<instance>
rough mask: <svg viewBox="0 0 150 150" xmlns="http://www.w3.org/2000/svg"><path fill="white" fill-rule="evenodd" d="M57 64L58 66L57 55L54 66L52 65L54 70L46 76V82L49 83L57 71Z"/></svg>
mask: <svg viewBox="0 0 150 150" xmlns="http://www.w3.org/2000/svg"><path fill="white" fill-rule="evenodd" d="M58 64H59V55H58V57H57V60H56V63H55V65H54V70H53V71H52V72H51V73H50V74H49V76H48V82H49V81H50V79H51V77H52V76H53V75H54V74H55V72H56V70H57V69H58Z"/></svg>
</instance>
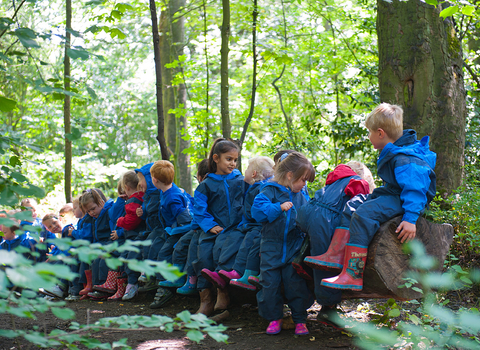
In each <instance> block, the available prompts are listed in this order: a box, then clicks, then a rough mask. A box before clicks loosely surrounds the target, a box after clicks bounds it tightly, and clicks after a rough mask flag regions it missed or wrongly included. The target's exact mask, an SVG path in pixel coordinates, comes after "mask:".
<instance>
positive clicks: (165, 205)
mask: <svg viewBox="0 0 480 350" xmlns="http://www.w3.org/2000/svg"><path fill="white" fill-rule="evenodd" d="M184 192H185V191H182V190H181V189H180V188H178V186H177V185H176V184H175V183H173V184H172V187H171V188H169V189H168V190H167V191H165V192H162V193H161V194H160V209H159V211H158V215H159V219H160V220H162V219H163V222H164V225H165V230H166V231H167V233H168V234H169V235H173V234H177V233H185V232H183V230H182V231H178V230H175V228H177V227H181V226H185V225H188V224H190V222H191V221H192V216H191V213H190V209H189V207H191V204H190V200H189V198H188V197H187V196H186V195H185V193H184Z"/></svg>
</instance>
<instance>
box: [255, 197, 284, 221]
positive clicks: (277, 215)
mask: <svg viewBox="0 0 480 350" xmlns="http://www.w3.org/2000/svg"><path fill="white" fill-rule="evenodd" d="M281 214H282V208H281V207H280V203H272V202H271V201H270V199H269V198H268V197H267V196H266V195H265V194H264V193H263V192H260V193H259V194H257V196H256V197H255V199H254V200H253V205H252V217H253V218H254V219H255V220H256V221H257V222H273V221H275V219H277V218H278V217H279V216H280V215H281Z"/></svg>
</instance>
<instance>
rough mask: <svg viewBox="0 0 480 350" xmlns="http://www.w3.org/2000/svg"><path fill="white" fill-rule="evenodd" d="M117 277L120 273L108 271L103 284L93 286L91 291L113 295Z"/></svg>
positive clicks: (115, 290) (114, 288)
mask: <svg viewBox="0 0 480 350" xmlns="http://www.w3.org/2000/svg"><path fill="white" fill-rule="evenodd" d="M119 276H120V272H117V271H112V270H109V271H108V275H107V280H106V281H105V283H104V284H100V285H96V286H93V290H98V291H99V292H105V293H115V292H116V291H117V277H119Z"/></svg>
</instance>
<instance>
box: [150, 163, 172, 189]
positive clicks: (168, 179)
mask: <svg viewBox="0 0 480 350" xmlns="http://www.w3.org/2000/svg"><path fill="white" fill-rule="evenodd" d="M150 174H151V175H152V177H154V178H155V179H157V180H158V181H160V182H163V183H164V184H165V185H170V184H171V183H172V182H173V179H174V178H175V167H174V166H173V164H172V163H170V162H169V161H168V160H159V161H156V162H155V163H153V165H152V167H151V168H150Z"/></svg>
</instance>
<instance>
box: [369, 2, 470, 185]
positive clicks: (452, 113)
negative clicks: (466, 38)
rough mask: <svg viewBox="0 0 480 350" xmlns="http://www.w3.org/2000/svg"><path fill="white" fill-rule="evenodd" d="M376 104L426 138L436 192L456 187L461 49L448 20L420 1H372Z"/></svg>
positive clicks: (462, 112) (447, 18)
mask: <svg viewBox="0 0 480 350" xmlns="http://www.w3.org/2000/svg"><path fill="white" fill-rule="evenodd" d="M377 5H378V14H377V34H378V51H379V84H380V99H381V100H382V101H384V102H389V103H394V104H398V105H400V106H402V107H403V110H404V127H405V128H411V129H415V130H416V131H417V133H418V134H419V136H420V137H421V136H424V135H430V136H431V148H432V150H433V151H435V152H436V153H437V165H436V167H435V173H436V174H437V186H438V189H439V191H440V193H442V194H448V193H450V192H451V191H452V190H453V189H455V188H456V187H458V186H459V185H460V182H461V179H462V169H463V152H464V145H465V122H466V106H465V87H464V82H463V70H462V67H463V61H462V51H461V44H460V42H459V40H458V39H457V37H456V35H455V29H454V26H453V23H452V19H451V17H449V18H447V19H446V20H445V21H444V20H442V18H441V17H439V13H440V11H441V10H442V5H439V6H438V7H437V8H436V9H435V8H434V7H433V6H430V5H427V4H425V3H424V2H422V1H420V0H410V1H398V0H393V1H392V2H391V3H388V2H386V1H383V0H378V1H377Z"/></svg>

- - - - - - -

* HOW TO COMPLETE THIS TASK *
Would you set down each line of the data exactly, with no images included?

* ANSWER *
<instance>
rough mask: <svg viewBox="0 0 150 150" xmlns="http://www.w3.org/2000/svg"><path fill="white" fill-rule="evenodd" d="M57 64L58 66L57 55L54 66L52 65L54 70L46 76V82L49 83L57 71Z"/></svg>
mask: <svg viewBox="0 0 150 150" xmlns="http://www.w3.org/2000/svg"><path fill="white" fill-rule="evenodd" d="M58 64H59V55H58V57H57V60H56V63H55V65H54V70H53V71H52V72H51V73H50V74H49V76H48V82H49V81H50V79H51V77H52V76H53V75H54V74H55V72H56V70H57V69H58Z"/></svg>
</instance>
In each <instance> block, the available prompts are listed in this order: a box, then clicks, then a rough mask. A box before clicks loosely surrounds the target, a box after clicks bounds it tightly, and clicks after a rough mask flag regions it missed or wrongly included. The target's exact mask, an SVG path in pixel coordinates, comes after "mask:".
<instance>
positive clicks: (165, 205)
mask: <svg viewBox="0 0 480 350" xmlns="http://www.w3.org/2000/svg"><path fill="white" fill-rule="evenodd" d="M184 192H185V191H182V190H181V189H180V188H178V186H177V185H176V184H175V183H173V184H172V187H171V188H169V189H168V190H167V191H165V192H162V193H161V194H160V209H159V211H158V215H159V219H160V220H162V219H163V222H164V225H165V230H166V231H167V233H168V234H169V235H173V234H177V233H185V232H183V230H182V231H178V230H175V228H177V227H181V226H185V225H188V224H190V222H191V221H192V216H191V213H190V209H189V207H191V204H190V200H189V198H188V197H187V196H186V195H185V193H184Z"/></svg>
</instance>
<instance>
box: [255, 197, 284, 221]
positive clicks: (277, 215)
mask: <svg viewBox="0 0 480 350" xmlns="http://www.w3.org/2000/svg"><path fill="white" fill-rule="evenodd" d="M281 214H282V208H281V207H280V203H272V202H271V201H270V199H269V198H268V197H267V196H266V195H265V194H264V193H263V192H260V193H259V194H257V196H256V197H255V199H254V200H253V205H252V217H253V218H254V219H255V220H256V221H257V222H273V221H275V219H277V218H278V217H279V216H280V215H281Z"/></svg>
</instance>
<instance>
rough mask: <svg viewBox="0 0 480 350" xmlns="http://www.w3.org/2000/svg"><path fill="white" fill-rule="evenodd" d="M117 277L120 273L108 271L103 284L93 286L91 291L113 295Z"/></svg>
positive clicks: (115, 290) (114, 288)
mask: <svg viewBox="0 0 480 350" xmlns="http://www.w3.org/2000/svg"><path fill="white" fill-rule="evenodd" d="M119 276H120V272H117V271H112V270H109V271H108V275H107V280H106V281H105V283H104V284H100V285H96V286H93V290H98V291H99V292H105V293H115V292H116V291H117V277H119Z"/></svg>
</instance>
<instance>
box: [150, 163, 172, 189]
positive clicks: (168, 179)
mask: <svg viewBox="0 0 480 350" xmlns="http://www.w3.org/2000/svg"><path fill="white" fill-rule="evenodd" d="M150 174H151V175H152V177H154V178H155V179H157V180H158V181H160V182H163V183H164V184H165V185H170V184H171V183H172V182H173V179H174V178H175V167H174V166H173V164H172V163H170V162H169V161H168V160H159V161H156V162H155V163H153V165H152V167H151V168H150Z"/></svg>
</instance>
<instance>
box: [369, 2, 470, 185]
positive clicks: (452, 113)
negative clicks: (466, 38)
rough mask: <svg viewBox="0 0 480 350" xmlns="http://www.w3.org/2000/svg"><path fill="white" fill-rule="evenodd" d="M376 104L426 138L436 192L456 187L461 49L448 20L420 1H372Z"/></svg>
positive clicks: (462, 112) (447, 18)
mask: <svg viewBox="0 0 480 350" xmlns="http://www.w3.org/2000/svg"><path fill="white" fill-rule="evenodd" d="M377 5H378V14H377V34H378V51H379V84H380V99H381V100H382V101H384V102H389V103H394V104H398V105H400V106H402V107H403V110H404V127H405V128H411V129H415V130H416V131H417V133H418V134H419V136H420V137H421V136H424V135H430V136H431V148H432V150H433V151H435V152H436V153H437V165H436V167H435V173H436V174H437V186H438V189H439V191H440V193H442V194H448V193H450V192H451V191H452V190H453V189H455V188H456V187H458V186H459V185H460V182H461V179H462V169H463V152H464V145H465V122H466V106H465V87H464V82H463V70H462V67H463V61H462V51H461V44H460V42H459V40H458V39H457V37H456V35H455V29H454V26H453V23H452V19H451V17H449V18H447V19H446V20H445V21H444V20H442V18H441V17H439V13H440V11H441V10H442V5H439V6H438V7H437V8H436V9H435V8H434V7H433V6H430V5H427V4H425V3H424V2H422V1H420V0H410V1H398V0H393V1H392V2H391V3H388V2H386V1H383V0H378V1H377Z"/></svg>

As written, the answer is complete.